### TRECHO SELECIONADO
□ □ □ □ □ □ □

Coerência do PT é geneticamente modificada

JOSIAS DE SOUZA
DIRETOR DA SUCURSAL DE BRASÍLIA

Uma boa e uma má notícia para a ministra Marina Silva (Meio Ambiente). Primeiro, a boa nova: em sua cruzada contra a liberação do plantio de soja transgênica, a ministra conta com o apoio resoluto do principal partido político em atividade no país. Agora a má notícia: o nome da legenda é PT. Ou seja, Marina está só.
Na oposição, cheio de soluções, o PT especializou-se em tirar gênios da garrafa. No governo, pleno de problemas, o ex-PT esmera-se na técnica de fazê-los descer gargalo abaixo.
Em maio de 1999, a direção do PT divulgou nota de repúdio à intenção de Fernando Henrique Cardoso de liberar o cultivo e a comercialização de alimentos transgênicos. Classificou-a de "suspeita e irresponsável", verdadeiro "desafio à inteligência nacional". Na semana passada, a manifestação foi ao fundo da garrafa.

□ □ □ □ □ □ □

### TAREFAS
A: Indique se cada afirmação concorda com a coluna sobre os transgênicos, respondendo sim ou não e citando literalmente as palavras que decidem a resposta: (i) Em maio de 1999, a direção do PT divulgou nota contra a intenção de Fernando Henrique Cardoso de liberar os alimentos transgênicos. (ii) Marina Silva é ministra da Agricultura. (iii) A coluna afirma que Marina está sozinha em sua posição.
B: Dê continuidade à coluna sobre os transgênicos a partir da última frase apresentada.
As entradas não têm relação alguma com a coluna sobre os transgênicos.

□ □ □ □ □ □ □

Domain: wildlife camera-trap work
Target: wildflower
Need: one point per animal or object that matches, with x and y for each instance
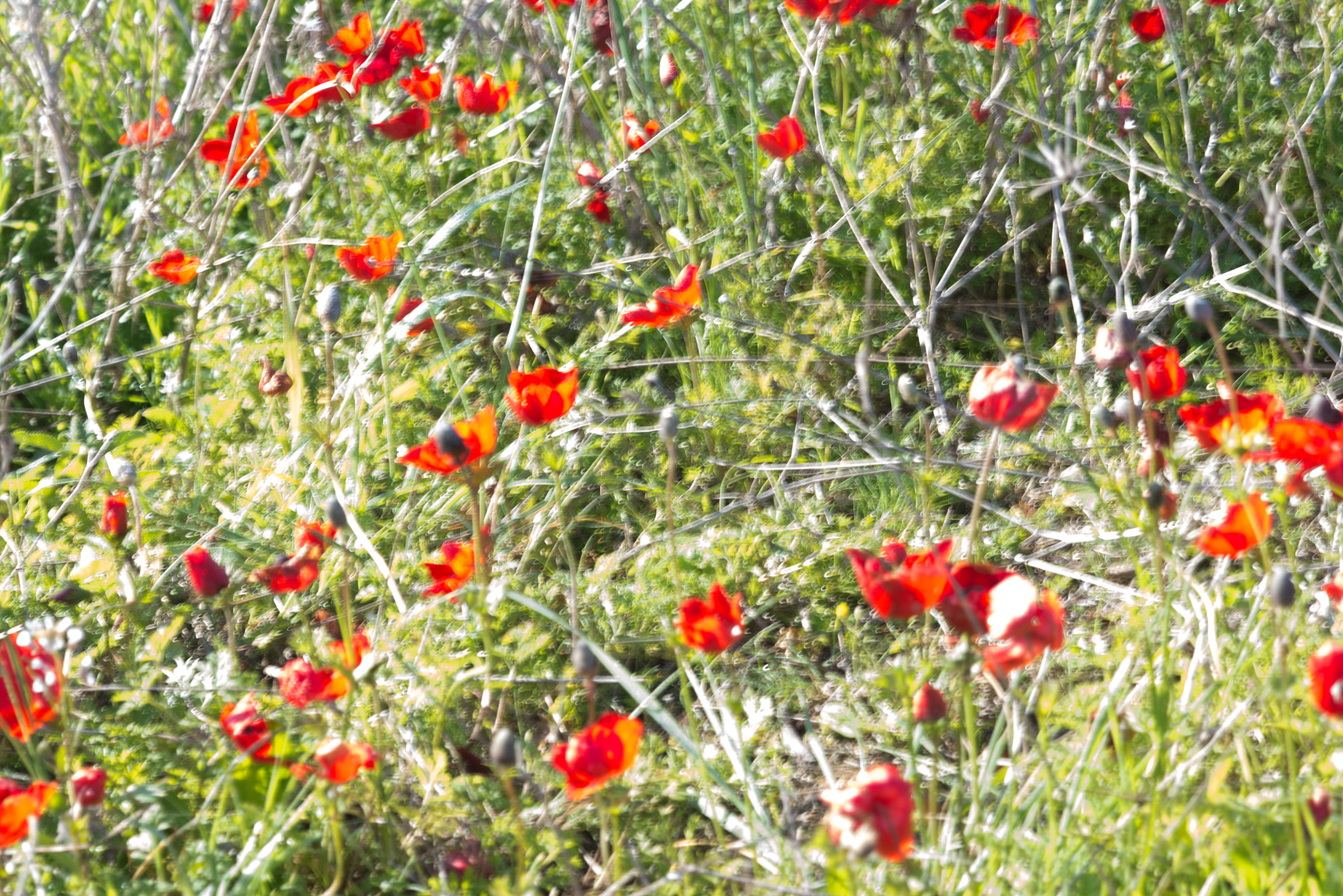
(900, 585)
(484, 97)
(300, 684)
(982, 28)
(875, 813)
(18, 804)
(712, 625)
(374, 261)
(1002, 397)
(543, 395)
(785, 140)
(669, 304)
(175, 266)
(403, 125)
(207, 577)
(1163, 372)
(152, 130)
(90, 785)
(1244, 527)
(249, 165)
(598, 754)
(476, 436)
(115, 519)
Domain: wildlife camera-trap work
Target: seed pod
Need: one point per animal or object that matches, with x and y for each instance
(328, 307)
(504, 749)
(1281, 590)
(1198, 309)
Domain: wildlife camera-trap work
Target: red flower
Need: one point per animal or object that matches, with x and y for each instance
(425, 85)
(1149, 24)
(456, 570)
(669, 304)
(477, 436)
(176, 267)
(1244, 526)
(785, 140)
(1326, 671)
(1002, 397)
(1165, 374)
(207, 577)
(115, 520)
(18, 804)
(873, 811)
(293, 102)
(543, 395)
(90, 785)
(598, 754)
(30, 686)
(903, 586)
(153, 130)
(300, 683)
(405, 125)
(1214, 426)
(982, 28)
(483, 97)
(634, 134)
(712, 625)
(246, 728)
(372, 262)
(243, 170)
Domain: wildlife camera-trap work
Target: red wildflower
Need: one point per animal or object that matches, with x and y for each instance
(982, 28)
(543, 395)
(900, 585)
(1002, 397)
(669, 304)
(785, 140)
(374, 261)
(483, 97)
(712, 625)
(477, 436)
(176, 267)
(152, 130)
(598, 754)
(207, 577)
(1244, 526)
(1165, 374)
(873, 813)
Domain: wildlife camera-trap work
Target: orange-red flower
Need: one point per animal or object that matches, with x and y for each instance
(982, 28)
(1244, 527)
(543, 395)
(242, 170)
(18, 805)
(476, 435)
(1002, 397)
(1216, 429)
(30, 686)
(115, 518)
(669, 304)
(1326, 671)
(483, 97)
(300, 683)
(599, 752)
(207, 577)
(1165, 374)
(152, 130)
(902, 585)
(873, 813)
(175, 266)
(712, 625)
(374, 261)
(785, 140)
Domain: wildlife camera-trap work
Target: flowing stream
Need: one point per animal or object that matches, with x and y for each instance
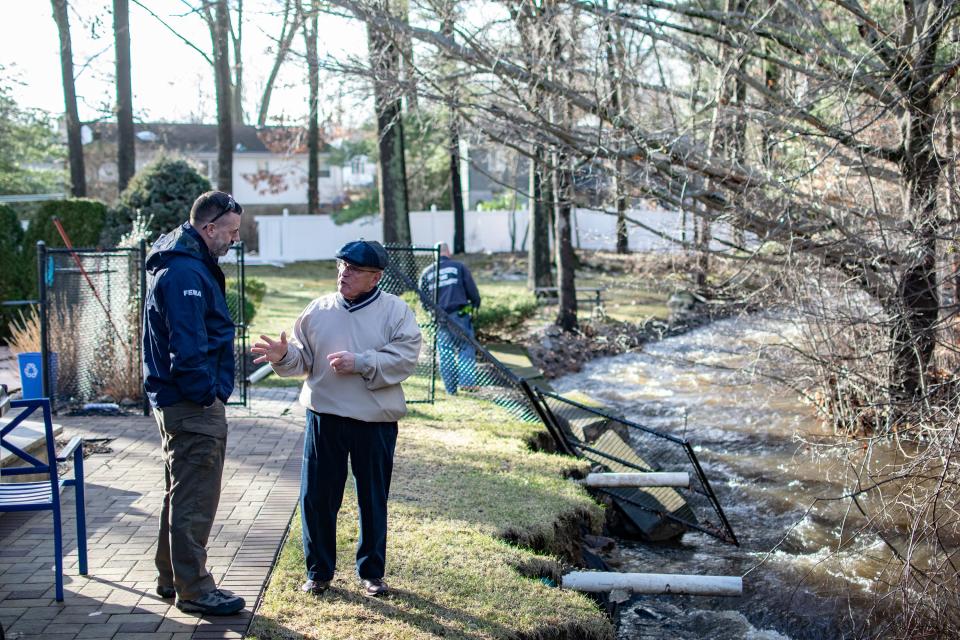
(751, 437)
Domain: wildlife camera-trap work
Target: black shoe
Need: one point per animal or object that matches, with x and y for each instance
(315, 587)
(374, 588)
(213, 603)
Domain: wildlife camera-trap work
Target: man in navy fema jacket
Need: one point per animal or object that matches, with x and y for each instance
(458, 296)
(188, 370)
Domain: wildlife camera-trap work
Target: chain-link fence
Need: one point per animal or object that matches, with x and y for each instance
(622, 446)
(90, 319)
(589, 432)
(406, 269)
(241, 312)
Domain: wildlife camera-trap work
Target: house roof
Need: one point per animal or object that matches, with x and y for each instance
(202, 138)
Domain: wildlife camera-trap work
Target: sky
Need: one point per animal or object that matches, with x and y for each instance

□ □ □ □ □ □ □

### RESPOSTAS POR ITEM
A:
(i) Sim: "Em maio de 1999, a direção do PT divulgou nota de repúdio à intenção de Fernando Henrique Cardoso de liberar o cultivo e a comercialização de alimentos transgênicos."
(ii) Não: "a ministra Marina Silva (Meio Ambiente)"
(iii) Sim: "Ou seja, Marina está só."

B:
A julgar pelo conteúdo da nota do PT, as últimas ações do governo do ex-PT submetem os brasileiros a riscos insondáveis. Lido pelo então deputado José Genoíno (SP) no plenário da Câmara, o texto de 1999 alertava:
1) "proliferam, em todo o mundo, reações contrárias da comunidade científica aos transgênicos". Mencionou-se uma "manifestação da Associação Médica Britânica, exigindo a interrupção do plantio de alimentos geneticamente modificados em toda a Grã-Bretanha, até que novas pesquisas atestem que esses produtos não prejudicam a saúde humana e o meio ambiente";
2) "pesquisas desenvolvidas na Europa atestam que o uso de genes resistentes a antibióticos pode provocar a transferência desses genes para bactérias patogênicas no intestino e, assim, tornar ineficaz a ação dos antibióticos no organismo humano";
3) "informações de pesquisas realizadas em países como a Escócia, [dão conta de] graves distorções no sistema imunológico dos animais";
4) "no Japão, há dezenas de casos de morte de pessoas provocadas pelo consumo de triptofano, aminoácido produzido por uma bactéria geneticamente modificada";
5) "o emprego continuado de herbicidas em plantas resistentes ao produto, por meio da engenharia genética, provoca o surgimento de [algo que os cientistas chamam de] superinços, o que, junto a outros fatores, põe em ameaça o conjunto do meio ambiente e a saúde da população".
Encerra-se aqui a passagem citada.